Goal: Rewrite every line of the material below, switching each "one point per instance" to "a single point for each instance" and leaving everything else unchanged.

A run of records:
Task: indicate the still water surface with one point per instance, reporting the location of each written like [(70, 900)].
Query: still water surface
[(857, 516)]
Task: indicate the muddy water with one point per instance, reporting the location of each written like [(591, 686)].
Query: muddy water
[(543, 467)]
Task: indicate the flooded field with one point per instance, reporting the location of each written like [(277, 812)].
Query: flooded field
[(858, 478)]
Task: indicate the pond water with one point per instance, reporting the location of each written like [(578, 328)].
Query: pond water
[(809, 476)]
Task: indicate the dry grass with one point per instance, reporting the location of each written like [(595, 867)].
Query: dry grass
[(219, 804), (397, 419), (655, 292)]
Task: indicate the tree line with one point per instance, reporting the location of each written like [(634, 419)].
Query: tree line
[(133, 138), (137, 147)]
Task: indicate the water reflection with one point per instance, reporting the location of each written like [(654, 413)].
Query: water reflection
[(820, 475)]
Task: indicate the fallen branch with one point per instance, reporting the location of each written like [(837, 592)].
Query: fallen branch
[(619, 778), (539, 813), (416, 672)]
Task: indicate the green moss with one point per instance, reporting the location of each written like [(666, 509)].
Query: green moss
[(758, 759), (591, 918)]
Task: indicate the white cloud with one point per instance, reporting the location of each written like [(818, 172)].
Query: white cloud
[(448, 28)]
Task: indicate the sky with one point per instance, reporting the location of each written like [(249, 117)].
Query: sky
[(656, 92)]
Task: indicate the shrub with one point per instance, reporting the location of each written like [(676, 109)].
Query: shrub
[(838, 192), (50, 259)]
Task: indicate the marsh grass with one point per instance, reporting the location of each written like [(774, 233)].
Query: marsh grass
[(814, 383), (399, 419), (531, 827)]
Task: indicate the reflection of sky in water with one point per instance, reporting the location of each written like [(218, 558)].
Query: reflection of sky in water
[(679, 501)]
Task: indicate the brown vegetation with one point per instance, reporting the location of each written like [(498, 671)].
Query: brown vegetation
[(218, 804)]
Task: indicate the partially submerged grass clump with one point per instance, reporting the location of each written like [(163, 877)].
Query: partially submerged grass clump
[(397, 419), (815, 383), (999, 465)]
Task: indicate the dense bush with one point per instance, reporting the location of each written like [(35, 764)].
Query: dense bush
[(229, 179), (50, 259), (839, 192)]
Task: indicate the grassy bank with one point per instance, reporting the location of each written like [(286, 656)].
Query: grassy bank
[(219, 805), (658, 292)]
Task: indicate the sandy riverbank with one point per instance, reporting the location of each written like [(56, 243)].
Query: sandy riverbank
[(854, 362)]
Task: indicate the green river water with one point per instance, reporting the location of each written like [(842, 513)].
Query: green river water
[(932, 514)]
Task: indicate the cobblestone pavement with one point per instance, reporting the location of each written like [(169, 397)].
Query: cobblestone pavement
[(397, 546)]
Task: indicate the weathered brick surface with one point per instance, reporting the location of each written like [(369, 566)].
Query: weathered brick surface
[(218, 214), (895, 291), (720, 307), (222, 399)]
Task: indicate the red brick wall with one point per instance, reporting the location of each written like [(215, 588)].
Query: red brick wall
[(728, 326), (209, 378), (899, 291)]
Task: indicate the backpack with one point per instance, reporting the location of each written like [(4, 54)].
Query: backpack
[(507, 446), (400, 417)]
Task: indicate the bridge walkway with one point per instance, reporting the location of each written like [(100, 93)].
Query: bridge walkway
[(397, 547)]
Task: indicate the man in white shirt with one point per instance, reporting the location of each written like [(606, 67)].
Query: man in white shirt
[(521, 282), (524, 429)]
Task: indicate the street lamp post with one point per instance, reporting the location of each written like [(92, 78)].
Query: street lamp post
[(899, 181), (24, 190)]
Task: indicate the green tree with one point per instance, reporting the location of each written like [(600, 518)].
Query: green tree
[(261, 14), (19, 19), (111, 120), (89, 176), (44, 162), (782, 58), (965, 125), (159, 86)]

Correct response:
Task: indicate the still water surface with a single point for each instance, reporting the location of each written like [(70, 900)].
Query: still water surface
[(857, 516)]
Task: indicate the muddy water with a single point for each instance, reporting the location of each written like [(591, 686)].
Query: muddy water
[(543, 467)]
Task: indicate the flooded field with a single point for each instance, reporting the location of each written like [(277, 812)].
Query: flooded field
[(858, 478)]
Task: indicate the pond water with a single point for each instance, reporting the location of each written like [(578, 328)].
Query: pond water
[(809, 476)]
Task: indicate the dry grass with a single point for each instance, reporting the location of each written like [(595, 867)].
Query: dry grass
[(219, 804), (397, 419), (655, 292)]
Task: indicate the tree line with a single point for each instance, reporting the location of each written like [(634, 419)].
Query: tree line
[(133, 138), (137, 147)]
Task: indicate the water reflection with a single point for each instance, reporting the location of each written like [(654, 413)].
Query: water reflection
[(820, 475)]
Task: indicate the fallen branch with a single point for each instance, reporting the location of each written like [(837, 592)].
Query: fallen branch
[(619, 778), (539, 813), (416, 672)]
Task: indicate the green moss with a single point for each instance, reporting the location of each written like [(666, 509)].
Query: green moss
[(758, 759), (591, 918)]
Task: indicate the white cloud with a single point for each instance, reporting the location of each written like [(818, 172)].
Query: white cloud
[(448, 28)]
Task: indicate the sky with a single point for each instance, reporting the location of each written like [(249, 117)].
Query: sky
[(656, 92)]
Task: indicate the shrub with a single point for each instance, reporting the location of each written like [(676, 109)].
Query: shrub
[(838, 192), (50, 259)]
Task: indicate the marsh grass with a single point for each instance, reporting the location of each written like [(774, 233)].
Query: marsh grass
[(814, 383), (399, 419), (531, 827)]
Task: indicate the reflection of sky in water with a single point for each instance, reporting the location of each written like [(218, 558)].
Query: reflection of sky in water
[(679, 501)]
Task: indicate the brown vegetation with a single point for each instance, reporting the location of each written like [(498, 671)].
Query: brown vegetation
[(218, 804)]
Task: indicate the partially submerged grass clump with a single point for each instance, reporting the location of each written like [(163, 877)].
Query: partially submerged grass clump
[(397, 419), (815, 383), (999, 465)]
Task: indicate the dense bush with a single point for each instance, reporting the location of each written like [(35, 764)].
Query: dense bush
[(229, 179), (50, 259), (839, 192)]
Task: indicate the grassy bank with a single point for each instance, reporting the location of each written like [(286, 656)].
Query: grassy bank
[(219, 805), (658, 292)]
Task: indicate the sandy riverbank with a single point for each instance, reporting the location of each written like [(56, 243)].
Query: sandy riverbank
[(854, 362)]
Task: indicate the green river water with a single point for each instance, reporting the location of each written like [(842, 513)].
Query: green river water
[(932, 514)]
Task: indicate the cobblestone pavement with a single point for each instance, reporting the location of each written like [(169, 397)].
Query: cobblestone pavement
[(397, 546)]
Task: indicate the weathered brick surface with a single point for each instance, reporting the location of each written like [(369, 566)].
Query: weathered brick surface
[(218, 214), (895, 291), (720, 307), (222, 399)]
Task: indicate the red brick wall with a single point for each instance, reporting the location of each written like [(215, 588)].
Query: red brick wall
[(728, 326), (209, 378), (899, 291)]
Task: indicate the backpack with a single point for each instance, reporting the location of each written like [(4, 54)].
Query: backpack
[(507, 446), (400, 417)]
Task: indicate the bridge walkway with a single point for each instance, reporting the location of each written like [(100, 93)].
Query: bridge walkway
[(397, 547)]
Task: indicate the man in white shirt with a single point for each instance, reporting the location of each written like [(606, 67)].
Query: man in white shirt
[(521, 282), (524, 429)]
Task: indicate the street lamp post with a single point for each instance, reporting the location of each written like [(92, 78)].
Query: street lamp post
[(899, 181), (24, 190)]
Task: indicate the green tree with a single point for each instance, reporting the location of each written like [(600, 518)].
Query: green tree
[(261, 14), (19, 19), (111, 120), (89, 176), (44, 162), (782, 58), (965, 125), (159, 86)]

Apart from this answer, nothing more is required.